TASK DESCRIPTION -> Copy out, word for word, the stretch of the data below from the line containing "sign on this basis." through the end of the data, and output nothing else.

Data from a point labeling set ->
-- START --

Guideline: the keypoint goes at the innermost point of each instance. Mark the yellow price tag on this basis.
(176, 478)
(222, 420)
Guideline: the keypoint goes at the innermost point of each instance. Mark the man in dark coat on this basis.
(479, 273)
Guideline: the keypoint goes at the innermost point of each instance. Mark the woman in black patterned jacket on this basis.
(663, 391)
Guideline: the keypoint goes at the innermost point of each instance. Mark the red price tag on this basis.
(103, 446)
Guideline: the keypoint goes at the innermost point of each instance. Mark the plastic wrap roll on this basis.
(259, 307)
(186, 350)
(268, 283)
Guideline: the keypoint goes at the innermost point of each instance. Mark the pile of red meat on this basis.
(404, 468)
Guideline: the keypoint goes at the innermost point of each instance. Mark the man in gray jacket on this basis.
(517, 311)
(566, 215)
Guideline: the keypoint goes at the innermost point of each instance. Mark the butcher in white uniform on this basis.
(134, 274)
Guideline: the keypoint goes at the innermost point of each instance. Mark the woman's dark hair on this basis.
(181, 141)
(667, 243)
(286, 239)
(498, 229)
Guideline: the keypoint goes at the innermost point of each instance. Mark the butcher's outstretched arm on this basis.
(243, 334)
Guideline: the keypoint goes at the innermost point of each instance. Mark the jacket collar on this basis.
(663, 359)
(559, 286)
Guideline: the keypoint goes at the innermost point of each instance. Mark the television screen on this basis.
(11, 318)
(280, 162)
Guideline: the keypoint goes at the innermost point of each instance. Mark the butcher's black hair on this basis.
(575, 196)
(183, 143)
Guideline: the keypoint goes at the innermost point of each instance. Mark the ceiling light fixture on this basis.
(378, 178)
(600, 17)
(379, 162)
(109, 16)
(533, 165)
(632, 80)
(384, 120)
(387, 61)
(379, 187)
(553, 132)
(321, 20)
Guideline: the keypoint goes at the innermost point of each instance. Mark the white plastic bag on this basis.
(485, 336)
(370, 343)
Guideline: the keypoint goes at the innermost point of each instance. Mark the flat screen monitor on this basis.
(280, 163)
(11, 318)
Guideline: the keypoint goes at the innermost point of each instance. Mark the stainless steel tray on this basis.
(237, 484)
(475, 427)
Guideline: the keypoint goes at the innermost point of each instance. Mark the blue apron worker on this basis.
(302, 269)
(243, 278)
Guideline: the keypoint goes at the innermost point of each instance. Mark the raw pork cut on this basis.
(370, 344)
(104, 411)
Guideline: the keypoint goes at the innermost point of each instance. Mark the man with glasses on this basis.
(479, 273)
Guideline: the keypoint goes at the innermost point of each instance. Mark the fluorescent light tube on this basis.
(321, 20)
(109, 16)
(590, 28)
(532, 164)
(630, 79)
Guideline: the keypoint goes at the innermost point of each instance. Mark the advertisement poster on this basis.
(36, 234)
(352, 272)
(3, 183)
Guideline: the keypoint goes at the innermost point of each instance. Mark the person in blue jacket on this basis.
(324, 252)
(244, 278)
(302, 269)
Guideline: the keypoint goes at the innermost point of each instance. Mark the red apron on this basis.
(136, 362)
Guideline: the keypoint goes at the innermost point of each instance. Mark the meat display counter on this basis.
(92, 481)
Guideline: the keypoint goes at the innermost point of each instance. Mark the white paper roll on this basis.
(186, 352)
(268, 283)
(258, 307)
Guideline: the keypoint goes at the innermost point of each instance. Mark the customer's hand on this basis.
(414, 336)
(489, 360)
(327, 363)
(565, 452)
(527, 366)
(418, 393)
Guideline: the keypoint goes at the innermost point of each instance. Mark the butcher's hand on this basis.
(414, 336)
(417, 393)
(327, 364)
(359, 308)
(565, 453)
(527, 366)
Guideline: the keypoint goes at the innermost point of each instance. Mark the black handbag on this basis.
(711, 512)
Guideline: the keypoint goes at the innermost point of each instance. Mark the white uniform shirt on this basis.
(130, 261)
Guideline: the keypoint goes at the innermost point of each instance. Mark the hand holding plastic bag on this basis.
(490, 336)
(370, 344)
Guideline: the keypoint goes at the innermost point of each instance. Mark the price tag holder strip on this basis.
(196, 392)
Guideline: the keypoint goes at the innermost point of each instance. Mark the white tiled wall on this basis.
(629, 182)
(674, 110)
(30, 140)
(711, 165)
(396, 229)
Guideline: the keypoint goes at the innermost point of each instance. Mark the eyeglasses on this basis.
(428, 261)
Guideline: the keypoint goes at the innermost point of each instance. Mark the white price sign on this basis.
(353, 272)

-- END --

WORKED ANSWER ->
Guideline: the keypoint goes at the innermost point of each instance. Mark the white price sign on this basis.
(353, 272)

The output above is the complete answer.